TEXT SECTION
+++

Gigi has a delightful score, featuring such memorable songs as “The Parisians,” “Thank Heaven for Little Girls,” and “The Night They Invented Champagne.” Hudgens sings and dances well, although she strains at overpronouncing her “t”s in dialogue. Hoty (Footloose, The Will Rogers Follies) overplays Aunt Alicia; the scenes in which she trains Gigi in the art of being a mistress fall flat. Former Phantom of the Opera McGillin is fine as Honoré, delivering a lovely “I Remember It Well” with Clark (The Light in the Piazza, Cinderella), who is the strongest part of the show. The weakest is Cott, who lacks the charm and elegance necessary for the role of the man every woman in Paris wants; the program lists his only experience other than Newsies as university productions, so he might need more time to blossom. Derek McLane’s flashy set is structured around the base of the Eiffel Tower as it changes from posh nightclub to fashionable beach resort to Mamita’s and Alicia’s very different living quarters. Director Eric Schaeffer (Follies, Million Dollar Quartet) never really achieves a flow to the narrative, resulting in a bumpy progression of set pieces. It might never all quite gel, and the production magnifies the dated nature of the central story, but it still makes for a nice show. It’s not a bore, but you might not remember it very well either.

+++

SUPPLIED DATA
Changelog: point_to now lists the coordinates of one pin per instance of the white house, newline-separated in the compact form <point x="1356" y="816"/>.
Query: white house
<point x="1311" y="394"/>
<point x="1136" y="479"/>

+++

TO-DO LIST
**a)** Decide whether each statement agrees with the Gigi review. Answer yes or no for each, and quote the words from the review that decide it. (i) The review calls Clark the strongest part of the show. (ii) The set is built around the top of the Eiffel Tower. (iii) The scenes where Hoty's character trains Gigi work well.
**b)** Take the Gigi review further, picking up after its final sentence.

RESPONSES TO THE EXERCISE
**a)**
(i) Yes: "Clark (The Light in the Piazza, Cinderella), who is the strongest part of the show."
(ii) No: "structured around the base of the Eiffel Tower"
(iii) No: "the scenes in which she trains Gigi in the art of being a mistress fall flat."

**b)**
Circle in the Square Theatre
1633 Broadway at 50th St.
Tuesday - Sunday through September 13, $75-$150
The best off-Broadway musical of last season is now the best Broadway musical of this season. Fun Home hasn’t merely transferred from the Public’s Newman Theater downtown to Circle in the Square on the Great White Way; it has been positively transformed, with returning director Sam Gold and set designer David Zinn making ingenious use of the small, intimate space, the audience surrounding the famed Circle in the Square stage. Nominated for eight Drama Desk Awards last year, Jeanine Tesori and Lisa Kron’s magical adaptation of Alison Bechdel’s genre-defining graphic memoir is even better the second time around. The deeply personal story delves into the dysfunction of the Bechdel family: father Bruce (Michael Cerveris) is a high school English teacher, a restorer of old houses, and a funeral home director (which leads the kids to call it Fun Home); mother Helen (Judy Kuhn) plays the piano and has a yen for the theater; and younger children Christian (Oscar Williams) and John (Zell Steele Morrow) look up to their older sister, Alison, who is played as an eight-year-old by Sydney Lucas, as an eighteen-year-old by Emily Skeggs, and as a forty-three-year-old adult by Beth Malone. Malone is onstage for the full hundred minutes, watching her character’s life unfold before her. “I don’t trust memory,” she says early on, explaining why she is constantly drawing. When she goes off to college, she finds out something about herself that confuses and scares her — as well as a dark family secret that shakes her already complicated world.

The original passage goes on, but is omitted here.